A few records
------------
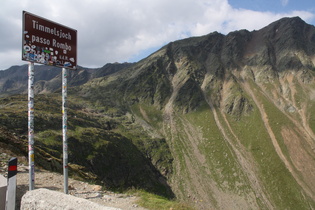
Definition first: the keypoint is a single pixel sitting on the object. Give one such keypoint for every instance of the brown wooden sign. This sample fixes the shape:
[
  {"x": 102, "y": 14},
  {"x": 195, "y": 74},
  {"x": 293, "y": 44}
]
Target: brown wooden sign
[{"x": 49, "y": 43}]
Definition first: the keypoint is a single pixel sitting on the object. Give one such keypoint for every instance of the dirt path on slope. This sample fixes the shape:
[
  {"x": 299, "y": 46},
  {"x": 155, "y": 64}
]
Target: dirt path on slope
[
  {"x": 244, "y": 162},
  {"x": 275, "y": 143}
]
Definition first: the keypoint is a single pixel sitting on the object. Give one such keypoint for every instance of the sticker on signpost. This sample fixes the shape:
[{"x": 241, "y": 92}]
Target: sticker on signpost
[{"x": 49, "y": 43}]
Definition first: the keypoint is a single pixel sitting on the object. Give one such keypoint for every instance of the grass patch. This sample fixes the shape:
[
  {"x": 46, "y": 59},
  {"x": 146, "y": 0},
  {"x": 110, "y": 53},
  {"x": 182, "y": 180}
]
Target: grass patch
[{"x": 155, "y": 202}]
------------
PROBLEM TO WORK ON
Rewrite every line of the records above as a numbered list with blank lines omitted. Leave the pictures out of the answer.

CORRECT RESPONSE
1. Definition first: the keypoint is a single pixel sitting on the object. Give one such keypoint for every instance of the brown wooden sign. This sample fixes the shape:
2. [
3.   {"x": 102, "y": 14},
4.   {"x": 195, "y": 74},
5.   {"x": 293, "y": 44}
6. ]
7. Target: brown wooden sign
8. [{"x": 49, "y": 43}]
9. Definition first: the keypoint is a single pixel sitting on the object. Give one such keypoint for every instance of the dirt path on slope. This sample fixes the shape:
10. [
11.   {"x": 299, "y": 46},
12.   {"x": 155, "y": 64}
13. ]
14. Target: dirt path on slope
15. [
16.   {"x": 244, "y": 162},
17.   {"x": 275, "y": 143}
18. ]
19. Definition first: the keypoint is a single pixel sitting on the object. Give one such keypoint for every instance of the sticker on signpost. This sample fixes the shape:
20. [{"x": 241, "y": 92}]
21. Target: sticker on signpost
22. [{"x": 49, "y": 43}]
23. Definition first: the keypoint is a single pixel sitting on the object. Give one such keypoint for every instance of the grass patch. This sample fixes the shape:
24. [
25.   {"x": 46, "y": 59},
26.   {"x": 146, "y": 0},
27.   {"x": 110, "y": 53},
28.   {"x": 182, "y": 180}
29. ]
30. Target: grass patch
31. [{"x": 155, "y": 202}]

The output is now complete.